Воспоминания об этих прогулках вызывают теперь острую ностальгию по прошлому.
К моим стихотворным и песенным опусам на историческую тему Тоник относился весьма благосклонно и всячески их поощрял. В предисловии к моей книжке стихов «Перелетные ангелы», вышедшей уже после его безвременной смерти, в 1991 году, он написал:
«Не было почти ни одной статьи или заметки о творчестве Александра Городницкого, где бы не говорилось, подробно или мимоходом, что он к тому же ученый, морской геолог, доктор наук, заведующий лабораторией: вот, дескать, у человека столь серьезная профессия, а он успевает сочинять и песни, и стихи — да еще какие!
Между тем читатели, почитатели давно поняли, что их поэт не дважды, а трижды профессионал. Он еще и тонкий, глубокий историк.
Когда-то о Николае Карамзине говорили, что, прославившись «Письмами русского путешественника», он после заменил перемещение в пространстве путешествиями во времени и вместо предполагаемого вояжа в Южную Америку, Восточную Азию, отправился в древние века за «Историей государства Российского». Городницкий, наш современник, не прекращает странствий: у него и деревянные северные города, и «голубой океан Индийский», и «остров Хиос, остров
Однако многие и многие земли, океан, не только и не столько география, сколько история: над тундрой «тяжелые крылья поют», оттуда идет «последний караван». Греческие же острова — «человечества цветная колыбель»…
В стихах и песнях Александра Городницкого легко размешаются сотни, тысячи, случается, и миллионы лет. Сначала — хребты, скалы, древние плиты: «Все временно — рептилии и люди. Что прежде них и после? — Пустота». Прошлое начинается с оологии, неторопливой истории планеты. Вслед за тем — античные образы, Испания Сервантеса — но более всего, конечно, родная страна. Московская Русь — тут и юродивый, основатель «преславной плеяды крикунов» и восьмилетнее Соловецкое восстание («Осуждаем вас, монахи, осуждаем»). Затем XVIII век — Петр Великий, дворец Трезини, Петр III, в XIX столетии Пушкин, декабристы, народовольцы, стреляющие в царя, «ах, постоялые дворы, аэропорты XIX века», в начале XX столетия первый авиатор Уточкин, Петербург, Петроград, «отчизна моя Ленинград, российских провинций столица…»
Приближаются наши дни — и снова Москва, с двумя памятниками Гоголю, Донским и Новодевичьим монастырем, откуда властной волею поэта нас ведут на военные поля под Москвой, под Орлом, на Колымскую трассу, «на материк».

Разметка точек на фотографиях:
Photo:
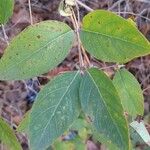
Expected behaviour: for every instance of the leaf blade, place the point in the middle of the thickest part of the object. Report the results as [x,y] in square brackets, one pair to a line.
[103,106]
[114,39]
[35,51]
[130,92]
[6,10]
[8,137]
[59,108]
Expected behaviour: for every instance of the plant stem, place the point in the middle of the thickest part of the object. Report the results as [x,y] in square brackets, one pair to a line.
[30,12]
[5,35]
[78,39]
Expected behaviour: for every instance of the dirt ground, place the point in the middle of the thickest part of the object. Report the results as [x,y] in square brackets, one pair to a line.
[16,96]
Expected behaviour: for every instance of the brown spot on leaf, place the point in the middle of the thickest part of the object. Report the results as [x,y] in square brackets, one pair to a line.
[99,22]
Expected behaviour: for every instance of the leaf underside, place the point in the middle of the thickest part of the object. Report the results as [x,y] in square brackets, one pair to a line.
[130,92]
[101,103]
[55,109]
[36,50]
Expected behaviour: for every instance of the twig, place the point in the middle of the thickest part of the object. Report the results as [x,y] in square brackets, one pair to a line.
[84,5]
[78,39]
[30,12]
[5,35]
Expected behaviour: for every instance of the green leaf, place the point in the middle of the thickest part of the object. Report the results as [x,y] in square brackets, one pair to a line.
[8,137]
[130,92]
[6,10]
[104,140]
[24,125]
[111,38]
[101,103]
[141,130]
[36,50]
[55,109]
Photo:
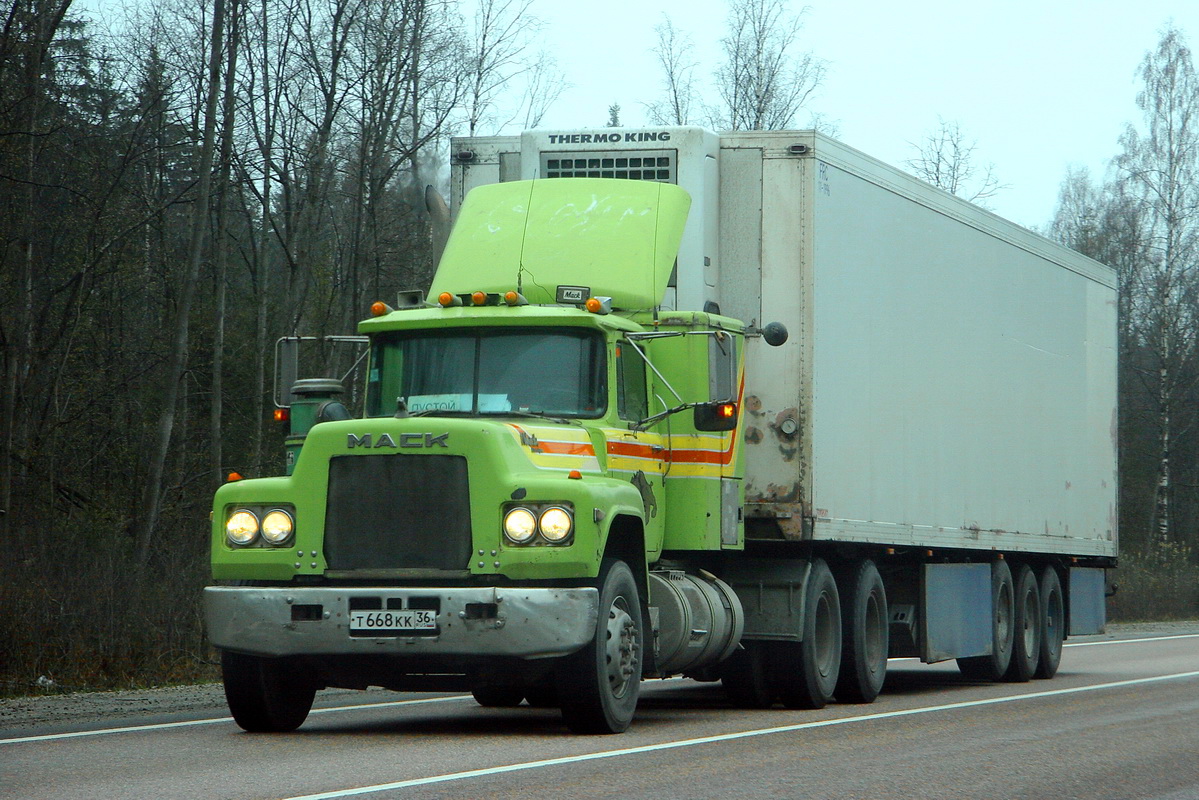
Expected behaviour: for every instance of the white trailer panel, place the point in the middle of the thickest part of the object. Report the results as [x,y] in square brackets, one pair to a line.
[957,374]
[950,379]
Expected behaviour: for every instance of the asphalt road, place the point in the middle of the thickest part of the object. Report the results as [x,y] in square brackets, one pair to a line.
[1121,721]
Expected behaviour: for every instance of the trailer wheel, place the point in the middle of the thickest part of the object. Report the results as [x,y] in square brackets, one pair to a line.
[1053,624]
[745,679]
[805,673]
[498,697]
[598,685]
[865,641]
[1026,642]
[265,695]
[992,667]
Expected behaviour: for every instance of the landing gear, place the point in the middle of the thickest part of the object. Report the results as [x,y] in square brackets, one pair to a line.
[1002,627]
[265,695]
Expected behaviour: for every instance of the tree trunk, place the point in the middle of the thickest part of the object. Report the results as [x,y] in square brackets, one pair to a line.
[178,365]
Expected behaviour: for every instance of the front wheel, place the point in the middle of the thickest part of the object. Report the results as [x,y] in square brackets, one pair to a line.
[265,695]
[598,685]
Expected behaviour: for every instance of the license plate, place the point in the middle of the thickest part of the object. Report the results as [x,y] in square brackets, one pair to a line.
[397,619]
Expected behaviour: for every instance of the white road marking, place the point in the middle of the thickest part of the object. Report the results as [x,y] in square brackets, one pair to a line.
[1148,638]
[187,723]
[727,737]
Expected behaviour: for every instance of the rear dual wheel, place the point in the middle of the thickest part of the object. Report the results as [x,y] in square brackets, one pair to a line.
[805,673]
[866,637]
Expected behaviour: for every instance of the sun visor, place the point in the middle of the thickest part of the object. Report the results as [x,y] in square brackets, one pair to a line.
[615,238]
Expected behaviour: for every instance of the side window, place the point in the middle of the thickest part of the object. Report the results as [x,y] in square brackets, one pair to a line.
[722,367]
[632,401]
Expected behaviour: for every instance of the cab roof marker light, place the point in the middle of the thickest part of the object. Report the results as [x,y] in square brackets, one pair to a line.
[598,305]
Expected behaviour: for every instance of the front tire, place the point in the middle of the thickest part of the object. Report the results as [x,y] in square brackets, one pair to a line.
[805,672]
[598,685]
[265,695]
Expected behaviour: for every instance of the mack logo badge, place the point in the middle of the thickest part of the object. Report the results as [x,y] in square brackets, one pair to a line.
[405,440]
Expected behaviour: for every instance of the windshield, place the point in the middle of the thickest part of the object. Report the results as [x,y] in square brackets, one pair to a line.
[546,371]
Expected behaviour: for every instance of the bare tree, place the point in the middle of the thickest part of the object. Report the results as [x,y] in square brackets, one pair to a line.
[674,52]
[178,365]
[1161,167]
[501,55]
[763,80]
[946,160]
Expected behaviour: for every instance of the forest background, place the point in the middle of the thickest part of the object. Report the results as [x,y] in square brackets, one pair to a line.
[180,190]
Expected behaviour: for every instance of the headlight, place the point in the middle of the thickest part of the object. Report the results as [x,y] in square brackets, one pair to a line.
[277,527]
[519,525]
[241,528]
[555,524]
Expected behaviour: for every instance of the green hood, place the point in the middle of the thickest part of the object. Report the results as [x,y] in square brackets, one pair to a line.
[619,238]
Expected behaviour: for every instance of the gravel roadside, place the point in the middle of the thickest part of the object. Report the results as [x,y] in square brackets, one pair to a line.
[208,699]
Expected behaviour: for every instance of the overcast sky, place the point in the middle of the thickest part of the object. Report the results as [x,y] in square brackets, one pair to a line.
[1040,84]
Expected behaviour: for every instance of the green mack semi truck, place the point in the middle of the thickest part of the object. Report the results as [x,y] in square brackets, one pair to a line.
[751,407]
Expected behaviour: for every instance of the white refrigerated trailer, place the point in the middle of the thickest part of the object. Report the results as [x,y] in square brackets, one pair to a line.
[943,415]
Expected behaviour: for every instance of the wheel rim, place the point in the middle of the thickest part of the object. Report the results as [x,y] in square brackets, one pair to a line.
[1031,620]
[1053,623]
[1004,623]
[620,648]
[872,633]
[825,632]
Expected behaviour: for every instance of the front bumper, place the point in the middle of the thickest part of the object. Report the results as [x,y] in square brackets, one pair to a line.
[525,623]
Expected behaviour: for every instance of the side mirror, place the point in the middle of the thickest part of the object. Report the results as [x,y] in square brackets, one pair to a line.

ЧТО СДЕЛАТЬ:
1. Выпишите из отрывка о Городницком кусок, начиная со слов «Воспоминания об этих» и дальше вплоть до слов «да еще какие!».
2. Продолжите отрывок о Городницком, начав сразу после его последней фразы.

ОТВЕТЫ:
1.
Воспоминания об этих прогулках вызывают теперь острую ностальгию по прошлому.
К моим стихотворным и песенным опусам на историческую тему Тоник относился весьма благосклонно и всячески их поощрял. В предисловии к моей книжке стихов «Перелетные ангелы», вышедшей уже после его безвременной смерти, в 1991 году, он написал:
«Не было почти ни одной статьи или заметки о творчестве Александра Городницкого, где бы не говорилось, подробно или мимоходом, что он к тому же ученый, морской геолог, доктор наук, заведующий лабораторией: вот, дескать, у человека столь серьезная профессия, а он успевает сочинять и песни, и стихи — да еще какие!

2.
Из миллионолетних далей мы возвращаемся к исходу 1980-х годов нашей эры. Символично, что в родном городе поэта, на Стрелке Васильевского острова рядом расположились два института, не чуждых, близких поэту и ученому Городницкому: Институт геологии Докембрия, где считают на сотни миллионов лет, — и Пушкинский дом Академии наук с рукописями Булгакова, Лермонтова, Кантемира, Аввакума…
Но тут-то открывается, что для Городницкого истории, собственно говоря, как бы и не было: существует некий поэтический циркуль, чья ножка постоянно вонзается в сегодняшнее, в уходящий XX век, круги же свободно витают на каких угодно дистанциях — «мимо Сциллы и Харибды, мимо Трои, мимо детства моего и твоего».
Некоторые историки стесняются, даже сердятся, когда им доказывают, что они тоже люди определенной эпохи и что этот факт должен обязательно отразиться на их взглядах, концепциях, что если бы они жили раньше или позже, то и XI, XVII, XIX век в их статьях и книгах были бы несколько иными. Историки обижаются и стараются отстоять свою объективность, независимость от «слишком современных» субъективных эмоций.
Между тем — зря обижаются: поэзия, которая субъективна «по определению», которая свободно и прихотливо пропускает через поэтическую личность любой век и тысячелетие — она ведь по-своему стремится к той же цели, что и ученые, и не уступит почтенной науке в добывании истины. Однако, чтобы не засохнуть, не обмануть самих себя, — и ученым, и читателям, думаю, не грех поучиться у поэта: разумеется, не стихотворному мастерству, тут дело в таланте («историками делаются, поэтами рождаются»). Не грех заразиться смелостью, высокой субъективностью, откровенностью, стремлением к нравственным оценкам, и настоящей радости — и «злой тоске».
Не дело поэта расцвечивать иллюстративными подробностями, как Соловки держались против царя всея Руси. Дело поэта — печалиться, размышляя о кровавом столкновении двух непримиримых правд — у мятежных монахов своя, у государя своя.
Поэт знает, что Петр III ничтожен, что пока он «играет на скрипке, государство уходит из рук», что новые руки, которые приберут это государство, — более сильные и умелые: да, разумеется, это необходимо, неизбежно — но как не пожалеть «одинокого и хлипкого» монарха?